[Do this] Return every line below as is, leaving out the pictures.

[Data supplied]

-- Begin --

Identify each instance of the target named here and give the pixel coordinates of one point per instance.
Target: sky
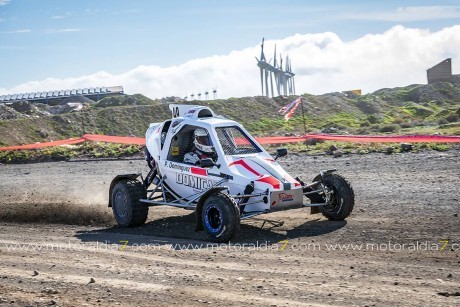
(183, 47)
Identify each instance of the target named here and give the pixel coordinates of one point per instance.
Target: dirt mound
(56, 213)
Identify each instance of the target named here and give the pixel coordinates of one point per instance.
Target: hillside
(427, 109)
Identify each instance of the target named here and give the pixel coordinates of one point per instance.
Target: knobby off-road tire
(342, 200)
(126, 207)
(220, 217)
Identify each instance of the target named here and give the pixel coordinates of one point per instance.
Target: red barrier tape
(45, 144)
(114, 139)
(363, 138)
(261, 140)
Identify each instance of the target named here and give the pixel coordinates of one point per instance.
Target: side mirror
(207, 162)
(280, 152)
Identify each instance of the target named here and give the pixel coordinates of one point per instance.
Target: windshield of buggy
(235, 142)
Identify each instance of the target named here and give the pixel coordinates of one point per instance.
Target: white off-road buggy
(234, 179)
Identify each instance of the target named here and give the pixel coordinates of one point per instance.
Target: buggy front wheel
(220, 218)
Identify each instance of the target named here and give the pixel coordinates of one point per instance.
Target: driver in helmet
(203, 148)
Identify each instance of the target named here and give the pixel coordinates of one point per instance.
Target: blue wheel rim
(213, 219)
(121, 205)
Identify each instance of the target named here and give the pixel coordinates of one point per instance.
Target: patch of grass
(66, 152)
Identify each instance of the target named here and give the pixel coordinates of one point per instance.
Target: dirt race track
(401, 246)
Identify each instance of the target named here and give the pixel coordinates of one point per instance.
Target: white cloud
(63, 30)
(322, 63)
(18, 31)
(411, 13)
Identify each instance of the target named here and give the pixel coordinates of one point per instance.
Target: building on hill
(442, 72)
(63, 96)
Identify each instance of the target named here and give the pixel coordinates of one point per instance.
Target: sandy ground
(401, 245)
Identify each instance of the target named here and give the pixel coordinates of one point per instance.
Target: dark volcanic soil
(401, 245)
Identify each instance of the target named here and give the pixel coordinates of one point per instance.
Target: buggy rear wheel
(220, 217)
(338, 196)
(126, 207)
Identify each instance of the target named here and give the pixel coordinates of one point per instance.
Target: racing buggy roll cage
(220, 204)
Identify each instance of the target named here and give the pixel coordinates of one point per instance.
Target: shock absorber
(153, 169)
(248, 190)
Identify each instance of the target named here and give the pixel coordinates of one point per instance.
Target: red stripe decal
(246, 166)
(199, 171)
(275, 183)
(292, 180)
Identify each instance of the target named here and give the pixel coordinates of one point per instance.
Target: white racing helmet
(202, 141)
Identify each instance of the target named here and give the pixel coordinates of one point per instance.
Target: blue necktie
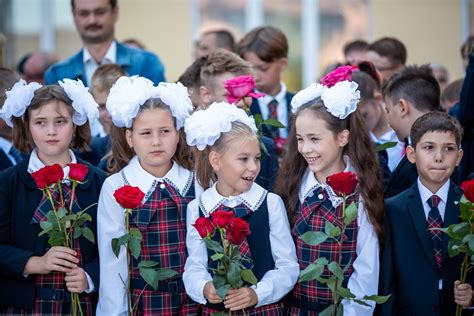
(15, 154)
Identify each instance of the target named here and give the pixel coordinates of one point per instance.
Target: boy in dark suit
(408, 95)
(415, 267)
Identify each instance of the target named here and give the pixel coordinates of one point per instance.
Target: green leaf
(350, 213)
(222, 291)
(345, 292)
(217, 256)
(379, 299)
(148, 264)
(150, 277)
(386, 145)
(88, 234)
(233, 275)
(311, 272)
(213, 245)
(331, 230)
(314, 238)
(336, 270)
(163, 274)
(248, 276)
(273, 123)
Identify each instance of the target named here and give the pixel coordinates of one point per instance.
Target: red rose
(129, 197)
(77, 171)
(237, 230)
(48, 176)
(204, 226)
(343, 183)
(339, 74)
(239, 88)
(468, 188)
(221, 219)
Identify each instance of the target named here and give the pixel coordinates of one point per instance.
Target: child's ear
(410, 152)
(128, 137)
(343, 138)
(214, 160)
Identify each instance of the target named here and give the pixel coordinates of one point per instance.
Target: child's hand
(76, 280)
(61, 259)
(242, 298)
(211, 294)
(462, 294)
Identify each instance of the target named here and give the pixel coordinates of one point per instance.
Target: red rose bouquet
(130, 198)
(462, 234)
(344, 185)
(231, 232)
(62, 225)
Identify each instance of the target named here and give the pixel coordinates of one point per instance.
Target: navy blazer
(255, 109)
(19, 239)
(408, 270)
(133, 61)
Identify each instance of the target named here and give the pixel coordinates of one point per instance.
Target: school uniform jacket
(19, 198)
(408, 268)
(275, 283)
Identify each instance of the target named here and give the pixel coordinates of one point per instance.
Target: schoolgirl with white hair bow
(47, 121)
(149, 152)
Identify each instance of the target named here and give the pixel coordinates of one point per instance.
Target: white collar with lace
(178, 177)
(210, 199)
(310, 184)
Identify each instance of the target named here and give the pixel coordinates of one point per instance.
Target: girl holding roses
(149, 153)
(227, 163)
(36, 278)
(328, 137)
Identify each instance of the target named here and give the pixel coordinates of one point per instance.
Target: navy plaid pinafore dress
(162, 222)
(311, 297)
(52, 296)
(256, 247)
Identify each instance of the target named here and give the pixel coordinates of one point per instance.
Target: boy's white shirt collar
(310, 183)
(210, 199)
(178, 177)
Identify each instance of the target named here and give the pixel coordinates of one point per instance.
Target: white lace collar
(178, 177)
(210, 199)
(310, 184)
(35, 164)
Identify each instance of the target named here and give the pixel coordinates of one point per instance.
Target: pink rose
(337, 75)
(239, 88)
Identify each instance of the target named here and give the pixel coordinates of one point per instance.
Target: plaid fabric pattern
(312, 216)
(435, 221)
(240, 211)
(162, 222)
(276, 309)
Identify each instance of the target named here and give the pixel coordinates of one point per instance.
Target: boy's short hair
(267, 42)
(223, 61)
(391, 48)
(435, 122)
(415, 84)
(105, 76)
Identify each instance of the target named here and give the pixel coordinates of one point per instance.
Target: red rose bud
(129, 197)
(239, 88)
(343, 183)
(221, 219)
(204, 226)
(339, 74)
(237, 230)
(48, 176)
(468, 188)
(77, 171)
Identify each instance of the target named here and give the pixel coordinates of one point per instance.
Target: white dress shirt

-- End --

[Exercise result]
Identify each instance of the target named here and give the pixel coordinates of one point per instance.
Target: sky
(183, 47)
Identify each instance of the target named here and give the pixel coordinates of one point per instance.
Target: dirt mound
(56, 213)
Identify each instance of the target named here and give the pixel coordinates of one point per instance.
Target: hillside
(427, 109)
Identify each instance of the target named here and give the pixel coordinates of one point per instance.
Target: knobby off-road tire
(342, 200)
(126, 207)
(220, 217)
Identify each instance of the target named here and give the pixel coordinates of one point per instance.
Target: red barrier tape
(45, 144)
(114, 139)
(363, 138)
(261, 140)
Identify each instance of the target named here and give the pixel coordinates of one point per instance.
Target: side mirror
(207, 162)
(280, 152)
Identify each instance of the target named here and give the pixel coordinates of one point per instance.
Target: windshield of buggy
(235, 142)
Identify each instance of the target named here and give the pixel coordinates of one point per instance.
Target: white off-road buggy
(234, 179)
Identify each instance of the target named here and give the pixel coordinates of one point per instance.
Target: buggy front wheel
(220, 218)
Identify each instance of the target named here and give the pixel coordinates of one point per instance.
Target: driver in helmet
(203, 148)
Identify each instance of the target named here and give the pixel coordinates of one point per instance.
Target: blue wheel rim
(213, 219)
(121, 205)
Identify each instance of the target named here and give the pixel coordinates of one point per instance.
Target: patch of grass
(66, 152)
Identify each instance of the target named here and give the pixel coordinates of one point per instance.
Target: dirt race track
(401, 246)
Identify each instance of the target named here and give the pixel coordinates of one point per instance.
Target: white cloud
(63, 30)
(322, 63)
(18, 31)
(411, 13)
Identify each instance of the target named here and give the pixel coordinates of one point per instance.
Target: building on hill
(442, 72)
(63, 96)
Identify each instance of the target named here and give the pixel coordinates of one point per instance.
Target: sandy ground
(401, 245)
Identify each instance of the target named here and give the pixel coordinates of one point per instance.
Target: dark volcanic soil
(401, 245)
Identify each instance of the target named here and give the pixel coordinates of one point per instance.
Target: buggy rear wheel
(220, 217)
(338, 196)
(126, 207)
Identify each instance of the target named here and give the pixel coordinates of one point per instance.
Target: racing buggy roll cage
(220, 204)
Identify each instance of the target named here and give the pixel coordinates of one point per instance.
Target: shock absorber
(153, 169)
(248, 190)
Identify each instance of the target named here and give the pixel coordinates of one point per instance.
Target: red stripe decal
(246, 166)
(199, 171)
(275, 183)
(292, 180)
Identify each instance of the target named here and give the pixel coordinates of one point per instance.
Target: white racing helmet
(202, 141)
Identify each instance of the target named here and give the pixel coordinates of one point per instance.
Target: blue necktie
(15, 154)
Identify each instance of the target named here and give the pixel coordinates of one point per instance.
Target: boy in dark suit
(408, 95)
(415, 267)
Identify each instance of the target named here and give the pixel coordinates of one point per instance.
Target: green leaf
(350, 213)
(222, 291)
(345, 292)
(217, 256)
(379, 299)
(148, 264)
(150, 277)
(386, 145)
(88, 234)
(233, 275)
(311, 272)
(213, 245)
(331, 230)
(314, 238)
(336, 270)
(163, 274)
(248, 276)
(273, 123)
Identify each instance of the target named here and give the pixel coordinates of one point per instance.
Target: red rose
(129, 197)
(77, 171)
(237, 230)
(48, 176)
(204, 226)
(343, 183)
(339, 74)
(239, 88)
(468, 188)
(221, 219)
Identify each instance of the target named here and give the pixel coordinates of one point per instance.
Target: child's ear
(410, 152)
(128, 137)
(343, 138)
(214, 160)
Identify each instance of the target named here and give the pixel coordinates of one point per instance.
Target: child's hand
(76, 280)
(61, 259)
(242, 298)
(211, 294)
(462, 294)
Identify each instance of the target named here and give the pixel coordinates of one point per instance.
Target: red rose bouquet
(130, 198)
(462, 234)
(344, 185)
(231, 232)
(62, 225)
Identify each instance of the target named here and give the pixel coordinates of one point per instance.
Target: navy blazer
(255, 109)
(19, 239)
(408, 270)
(133, 61)
Identify each instance of the target named here and give the pixel coordinates of one point per instance.
Target: school uniform jacket
(19, 198)
(408, 268)
(275, 283)
Identify each instance of the target named here and give the pixel coordinates of one point per instance.
Target: schoolgirl with white hair bow
(47, 121)
(149, 152)
Identify each instance of the target named here and give the pixel coordinates of one point per instance.
Target: white collar with lace
(178, 177)
(210, 199)
(310, 184)
Identify each instance of the target named here and give the pixel coordinates of one point per instance.
Target: girl holding roses
(149, 153)
(227, 163)
(36, 278)
(328, 137)
Identify each instance of the target named here and give the pixel coordinates of one point per instance.
Target: navy plaid pinafore dress
(162, 222)
(311, 297)
(52, 296)
(256, 247)
Identify each instance of the target named here and give the pixel coordinates of one point per instance.
Target: boy's white shirt collar
(310, 183)
(210, 199)
(178, 177)
Identify each instance of the target named here and give the pixel coordinates of one point per instance.
Target: white lace collar
(178, 177)
(210, 199)
(310, 184)
(35, 164)
Identify each instance of the target named here and give the pixel coordinates of one point per instance.
Target: pink rose
(337, 75)
(239, 88)
Identify each instance of the target named here and give the pixel coordinates of one point per instance.
Target: plaid fabric pattern
(312, 216)
(435, 221)
(240, 211)
(162, 222)
(276, 309)
Identify each instance of the target named here and give the pixel coordinates of one point per instance.
Target: boy's short hair
(267, 42)
(223, 61)
(391, 48)
(435, 122)
(415, 84)
(105, 76)
Identify each instance of the target named here and give the pixel coordinates of one point per instance.
Target: red rose bud
(129, 197)
(239, 88)
(343, 183)
(221, 219)
(204, 226)
(339, 74)
(237, 230)
(48, 176)
(468, 188)
(77, 171)
Identify each instance of the target named here and give the pixel coordinates of one point per instance.
Target: white dress shirt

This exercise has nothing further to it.